What you are asked to do:
Rewrite the listing from the line that contains "Task: annotate a point on every instance of the blue t-shirt" through the line that contains "(1027, 257)", changing "stadium" to "arena" and keeping all else unchanged. Return only those lines.

(Saved data entries)
--- Begin ---

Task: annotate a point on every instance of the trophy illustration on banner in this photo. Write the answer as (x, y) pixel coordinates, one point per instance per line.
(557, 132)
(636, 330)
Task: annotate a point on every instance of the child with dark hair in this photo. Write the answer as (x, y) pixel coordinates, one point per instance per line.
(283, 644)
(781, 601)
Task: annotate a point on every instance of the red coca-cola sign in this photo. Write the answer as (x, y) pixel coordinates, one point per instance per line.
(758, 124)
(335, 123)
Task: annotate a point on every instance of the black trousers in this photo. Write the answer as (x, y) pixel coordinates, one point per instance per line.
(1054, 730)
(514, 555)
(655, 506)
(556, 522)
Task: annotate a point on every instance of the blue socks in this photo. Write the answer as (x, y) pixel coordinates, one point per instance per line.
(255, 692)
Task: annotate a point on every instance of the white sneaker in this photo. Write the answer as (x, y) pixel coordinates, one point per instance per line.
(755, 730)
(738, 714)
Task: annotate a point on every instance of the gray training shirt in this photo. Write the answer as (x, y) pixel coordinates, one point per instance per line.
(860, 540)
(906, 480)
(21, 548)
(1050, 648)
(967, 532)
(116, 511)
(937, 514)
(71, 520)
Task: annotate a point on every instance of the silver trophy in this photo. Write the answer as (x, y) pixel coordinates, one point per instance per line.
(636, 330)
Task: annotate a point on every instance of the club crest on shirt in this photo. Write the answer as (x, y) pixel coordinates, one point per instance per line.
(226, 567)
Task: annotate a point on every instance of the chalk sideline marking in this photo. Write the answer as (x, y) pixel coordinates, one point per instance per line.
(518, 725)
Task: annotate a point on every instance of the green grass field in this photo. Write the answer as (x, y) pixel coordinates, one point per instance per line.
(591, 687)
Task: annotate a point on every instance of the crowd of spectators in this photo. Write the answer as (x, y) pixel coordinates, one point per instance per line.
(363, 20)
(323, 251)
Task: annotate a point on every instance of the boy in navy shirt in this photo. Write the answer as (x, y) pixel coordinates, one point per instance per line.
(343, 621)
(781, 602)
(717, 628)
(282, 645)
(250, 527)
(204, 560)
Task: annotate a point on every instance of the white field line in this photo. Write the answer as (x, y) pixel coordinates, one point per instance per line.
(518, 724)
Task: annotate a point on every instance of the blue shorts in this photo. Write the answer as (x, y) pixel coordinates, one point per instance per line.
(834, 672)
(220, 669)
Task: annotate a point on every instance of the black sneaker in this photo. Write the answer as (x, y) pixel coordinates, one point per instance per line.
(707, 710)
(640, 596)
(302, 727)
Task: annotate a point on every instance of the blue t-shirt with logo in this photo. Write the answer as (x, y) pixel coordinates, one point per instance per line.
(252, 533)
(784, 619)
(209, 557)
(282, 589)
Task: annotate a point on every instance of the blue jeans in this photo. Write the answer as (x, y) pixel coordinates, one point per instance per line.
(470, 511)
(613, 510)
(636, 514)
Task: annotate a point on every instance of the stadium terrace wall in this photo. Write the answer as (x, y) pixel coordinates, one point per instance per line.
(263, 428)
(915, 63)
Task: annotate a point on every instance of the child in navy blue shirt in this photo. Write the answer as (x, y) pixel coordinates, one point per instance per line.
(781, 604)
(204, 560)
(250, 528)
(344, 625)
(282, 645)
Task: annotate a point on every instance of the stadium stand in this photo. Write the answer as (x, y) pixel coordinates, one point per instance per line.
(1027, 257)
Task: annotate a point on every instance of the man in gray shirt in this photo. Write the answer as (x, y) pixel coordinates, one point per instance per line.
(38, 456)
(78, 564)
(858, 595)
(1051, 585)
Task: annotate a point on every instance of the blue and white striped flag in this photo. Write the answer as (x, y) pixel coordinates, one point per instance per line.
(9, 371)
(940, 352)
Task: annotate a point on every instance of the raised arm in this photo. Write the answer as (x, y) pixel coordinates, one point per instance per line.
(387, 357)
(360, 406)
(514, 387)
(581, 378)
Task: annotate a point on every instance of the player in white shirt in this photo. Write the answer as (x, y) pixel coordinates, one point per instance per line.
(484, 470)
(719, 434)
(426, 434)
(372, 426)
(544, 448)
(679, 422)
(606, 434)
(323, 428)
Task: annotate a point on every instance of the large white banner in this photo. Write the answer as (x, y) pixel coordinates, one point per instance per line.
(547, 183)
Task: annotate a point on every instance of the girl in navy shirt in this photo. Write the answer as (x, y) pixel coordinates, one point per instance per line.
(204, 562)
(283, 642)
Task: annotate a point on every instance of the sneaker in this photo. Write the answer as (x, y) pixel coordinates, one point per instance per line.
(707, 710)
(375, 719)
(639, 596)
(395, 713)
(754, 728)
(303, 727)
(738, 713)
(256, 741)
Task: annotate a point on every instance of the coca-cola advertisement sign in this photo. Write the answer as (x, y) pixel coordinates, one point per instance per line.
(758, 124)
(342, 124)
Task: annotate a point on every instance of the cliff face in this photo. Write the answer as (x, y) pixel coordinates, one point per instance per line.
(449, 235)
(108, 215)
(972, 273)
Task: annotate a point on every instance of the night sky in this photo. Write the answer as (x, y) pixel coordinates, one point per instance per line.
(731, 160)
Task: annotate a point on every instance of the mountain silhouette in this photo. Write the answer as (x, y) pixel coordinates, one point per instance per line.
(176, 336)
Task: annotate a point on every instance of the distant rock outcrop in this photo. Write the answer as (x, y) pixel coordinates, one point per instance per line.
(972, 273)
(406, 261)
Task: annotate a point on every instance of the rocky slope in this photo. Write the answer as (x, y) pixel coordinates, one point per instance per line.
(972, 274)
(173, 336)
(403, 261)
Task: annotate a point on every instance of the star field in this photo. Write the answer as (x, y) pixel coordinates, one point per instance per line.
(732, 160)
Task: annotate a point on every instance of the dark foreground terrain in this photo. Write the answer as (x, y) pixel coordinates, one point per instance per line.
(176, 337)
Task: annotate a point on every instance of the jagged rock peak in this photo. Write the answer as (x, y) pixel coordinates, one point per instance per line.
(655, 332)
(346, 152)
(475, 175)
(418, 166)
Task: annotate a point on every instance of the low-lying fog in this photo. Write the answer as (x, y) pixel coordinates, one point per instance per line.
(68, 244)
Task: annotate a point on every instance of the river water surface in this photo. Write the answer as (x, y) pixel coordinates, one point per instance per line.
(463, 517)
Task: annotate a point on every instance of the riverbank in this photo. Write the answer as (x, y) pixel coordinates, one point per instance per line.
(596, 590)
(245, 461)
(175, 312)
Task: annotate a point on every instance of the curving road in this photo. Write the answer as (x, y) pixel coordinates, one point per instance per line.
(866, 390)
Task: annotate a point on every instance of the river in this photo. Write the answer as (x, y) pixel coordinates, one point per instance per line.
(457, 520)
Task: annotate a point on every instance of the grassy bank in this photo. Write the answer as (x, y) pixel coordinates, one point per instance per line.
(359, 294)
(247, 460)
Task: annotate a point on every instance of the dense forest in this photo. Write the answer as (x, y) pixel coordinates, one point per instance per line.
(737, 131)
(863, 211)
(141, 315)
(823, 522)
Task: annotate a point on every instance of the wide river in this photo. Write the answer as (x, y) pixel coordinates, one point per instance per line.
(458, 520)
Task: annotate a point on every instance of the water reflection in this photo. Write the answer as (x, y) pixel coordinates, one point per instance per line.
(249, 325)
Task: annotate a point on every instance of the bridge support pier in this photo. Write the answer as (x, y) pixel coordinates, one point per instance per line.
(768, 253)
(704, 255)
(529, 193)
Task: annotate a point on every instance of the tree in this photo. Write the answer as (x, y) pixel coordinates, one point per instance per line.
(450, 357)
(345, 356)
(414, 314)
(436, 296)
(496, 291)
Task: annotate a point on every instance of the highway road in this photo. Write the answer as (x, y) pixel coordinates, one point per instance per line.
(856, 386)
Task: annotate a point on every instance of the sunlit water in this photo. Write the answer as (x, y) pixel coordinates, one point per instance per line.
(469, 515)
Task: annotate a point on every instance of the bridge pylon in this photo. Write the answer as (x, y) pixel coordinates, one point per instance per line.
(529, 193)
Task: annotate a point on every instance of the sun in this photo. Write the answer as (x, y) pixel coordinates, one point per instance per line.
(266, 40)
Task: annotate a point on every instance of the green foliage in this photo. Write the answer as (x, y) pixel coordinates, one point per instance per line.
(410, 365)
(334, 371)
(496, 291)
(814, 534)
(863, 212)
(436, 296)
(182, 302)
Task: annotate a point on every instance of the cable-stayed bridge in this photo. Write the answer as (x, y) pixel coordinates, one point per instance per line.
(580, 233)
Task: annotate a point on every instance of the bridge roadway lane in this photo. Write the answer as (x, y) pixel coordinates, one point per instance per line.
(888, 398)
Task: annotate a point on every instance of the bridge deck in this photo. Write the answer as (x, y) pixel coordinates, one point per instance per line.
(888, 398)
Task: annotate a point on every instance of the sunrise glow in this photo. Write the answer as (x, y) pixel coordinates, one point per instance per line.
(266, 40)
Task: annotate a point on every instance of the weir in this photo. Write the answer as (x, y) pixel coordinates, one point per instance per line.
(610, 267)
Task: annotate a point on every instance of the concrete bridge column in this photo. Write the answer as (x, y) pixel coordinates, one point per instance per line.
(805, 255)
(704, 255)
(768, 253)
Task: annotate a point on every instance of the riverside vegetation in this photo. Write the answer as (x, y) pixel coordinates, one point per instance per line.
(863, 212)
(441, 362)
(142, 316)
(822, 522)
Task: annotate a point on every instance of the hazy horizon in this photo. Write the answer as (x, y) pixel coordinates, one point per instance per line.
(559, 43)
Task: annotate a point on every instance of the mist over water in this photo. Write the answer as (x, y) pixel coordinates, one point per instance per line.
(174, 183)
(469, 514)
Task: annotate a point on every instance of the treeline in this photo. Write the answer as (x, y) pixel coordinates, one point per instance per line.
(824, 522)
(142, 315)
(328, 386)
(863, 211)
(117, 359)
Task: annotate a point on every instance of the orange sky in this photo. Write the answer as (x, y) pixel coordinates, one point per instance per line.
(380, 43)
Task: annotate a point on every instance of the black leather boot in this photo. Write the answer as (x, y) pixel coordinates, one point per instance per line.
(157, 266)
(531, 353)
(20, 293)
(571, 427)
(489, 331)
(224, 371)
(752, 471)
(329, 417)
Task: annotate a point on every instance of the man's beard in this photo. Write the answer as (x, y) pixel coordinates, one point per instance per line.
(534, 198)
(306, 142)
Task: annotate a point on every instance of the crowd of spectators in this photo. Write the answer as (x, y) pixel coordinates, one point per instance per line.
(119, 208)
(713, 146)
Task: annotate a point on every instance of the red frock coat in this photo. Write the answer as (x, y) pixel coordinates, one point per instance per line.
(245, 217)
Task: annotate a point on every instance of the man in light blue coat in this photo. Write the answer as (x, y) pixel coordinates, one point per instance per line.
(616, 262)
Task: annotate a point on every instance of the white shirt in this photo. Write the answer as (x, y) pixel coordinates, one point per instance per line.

--- End ---

Output for this task:
Task: annotate a point on every instance of the blue t-shirt with logo in this photo. Write the answer as (x, y) pixel coordinates, one point per instance per line.
(252, 533)
(784, 619)
(209, 557)
(282, 589)
Task: annotate a point on every instance of the blue jeans in this photo. Write the answer as (x, y) pixel coordinates, one point per instance per line.
(470, 511)
(613, 510)
(636, 514)
Task: annotate a point on every instance of the arena terrace wall in this photo. Write the answer as (x, y) pixel coordinates, one point per instance per line.
(263, 428)
(915, 63)
Task: annotate a point on every instance of the child in navy blue shirt in this photo. Write the answer as (x, y) pixel coordinates, one point per instance per line.
(781, 604)
(204, 560)
(250, 528)
(344, 625)
(282, 645)
Task: annotate a point on every instance of the arena stand in this photo. Write the answer as (x, y) pixel coordinates, one point per instance per line.
(1027, 257)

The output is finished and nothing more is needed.